--- EXCERPTED TEXT ---

◇ ◇ ◇ ◇ ◇ ◇ ◇

- Jack Drake as seen in Robin: Cry of the Huntress #1 (December 1992). Art by Tom Lyle.

Publication information
- Publisher: DC Comics
- First appearance: Batman #436 (August 1989)
- Created by: Marv Wolfman

In-story information
- Alter ego: Jack Drake
- Team affiliations: Black Lantern Corps
- Supporting character of: Tim Drake

= Jack Drake =

Jack Drake is a fictional character from DC Comics books, specifically the Batman titles. Jack is the father of Tim Drake, formerly the third Robin.

==Fictional character biography==
Jack Drake and his wife Janet are respected businesspeople and archeologists who often leave their son Tim behind while traveling the world. During a trip to Haiti, the two are captured and held hostage by the Obeah Man. Both are affected by Obeah's poisoned water, with Janet dying while Jack is rendered comatose and temporarily paralyzed. After recovering, he begins dating and eventually marries his therapist Dana Winters.

◇ ◇ ◇ ◇ ◇ ◇ ◇

--- RECORDED INFORMATION ---

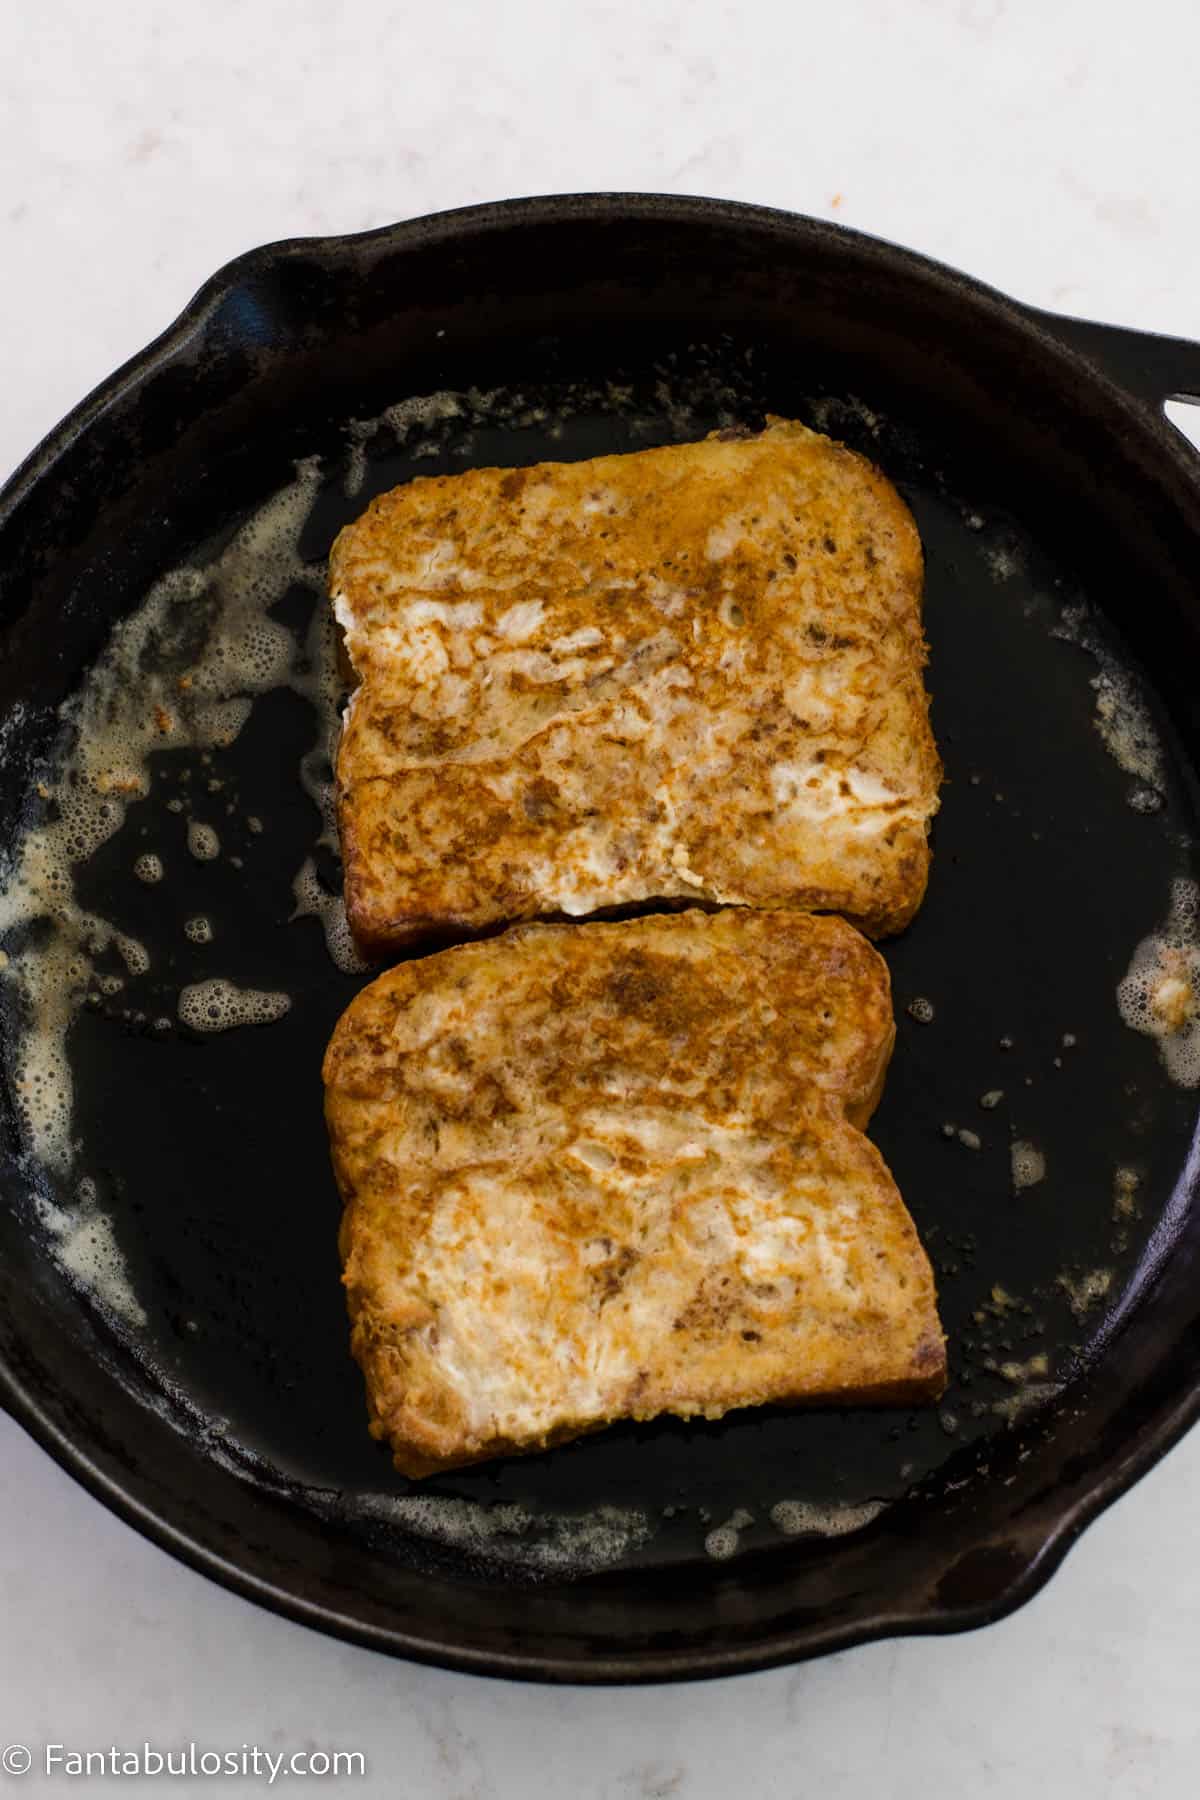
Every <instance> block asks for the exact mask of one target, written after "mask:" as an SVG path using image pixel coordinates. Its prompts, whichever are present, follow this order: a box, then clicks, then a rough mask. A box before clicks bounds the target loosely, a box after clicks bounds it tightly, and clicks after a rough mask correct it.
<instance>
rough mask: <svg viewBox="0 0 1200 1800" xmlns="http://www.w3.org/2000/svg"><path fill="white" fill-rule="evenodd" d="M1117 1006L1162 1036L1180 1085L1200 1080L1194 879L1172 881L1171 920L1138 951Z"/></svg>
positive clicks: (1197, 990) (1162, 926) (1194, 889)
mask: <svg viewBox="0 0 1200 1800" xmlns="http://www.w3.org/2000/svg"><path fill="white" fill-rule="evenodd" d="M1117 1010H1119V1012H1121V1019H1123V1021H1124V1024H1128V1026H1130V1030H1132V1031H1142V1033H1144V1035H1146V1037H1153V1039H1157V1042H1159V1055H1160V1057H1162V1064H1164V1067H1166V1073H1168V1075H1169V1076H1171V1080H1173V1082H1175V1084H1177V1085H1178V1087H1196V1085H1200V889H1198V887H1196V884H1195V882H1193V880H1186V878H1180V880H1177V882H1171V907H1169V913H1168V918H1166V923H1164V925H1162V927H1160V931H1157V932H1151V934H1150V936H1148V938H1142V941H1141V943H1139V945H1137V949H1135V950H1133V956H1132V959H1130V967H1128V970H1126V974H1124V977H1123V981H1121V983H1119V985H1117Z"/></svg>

◇ ◇ ◇ ◇ ◇ ◇ ◇

--- INSTRUCTIONS TO FOLLOW ---
Continue the Jack Drake biography from its last sentence. The items play no part in what comes next.

--- RESPONSE BOX ---
When Tim Drake was young, his parents took him to Haly's Circus. Worried that her son might be afraid, Janet was somewhat reluctant to attend, until Jack suggested that they have their picture taken with some performers. At that point, the headliners of the circus, the Flying Graysons, were passing by, and happily agreed to the photo. Shortly afterward, Tim witnessed the Flying Graysons fall to their deaths after their equipment was sabotaged.

As the Drakes continued their travels around the world, Tim continued to follow the lives and careers of Batman and Robin. As such, Tim was aware of Dick Grayson becoming Nightwing and Jason Todd becoming the second Robin. Over time, the Drakes' marriage began to sour. During a trip over Haiti, the Drakes are captured and poisoned by a psychotic holy man called the Obeah Man. Janet is killed, while Jack is left comatose. Jack eventually regains consciousness, but is left paraplegic.

In time, Jack regains the use of his legs with the aid of physical therapist Dana Winters. Although Dana is considerably younger than Jack, the two have a mutual attraction and begin dating. In time, the two marry.

During the Identity Crisis storyline, Jean Loring hires Captain Boomerang to kill Jack Drake. Loring also sends Jack a gun, hoping that he will kill Boomerang and be suspected as the murderer of Sue Dibny in her place. Boomerang mortally wounds Jack, who kills him before dying.

Jack and Janet are temporarily resurrected as Black Lanterns in Blackest Night and permanently resurrected following The New 52 continuity reboot. In the DC Rebirth relaunch, the Drakes' history is retconned to be similar to the pre-New 52 version, with Jack Drake's death in Identity Crisis being returned to history.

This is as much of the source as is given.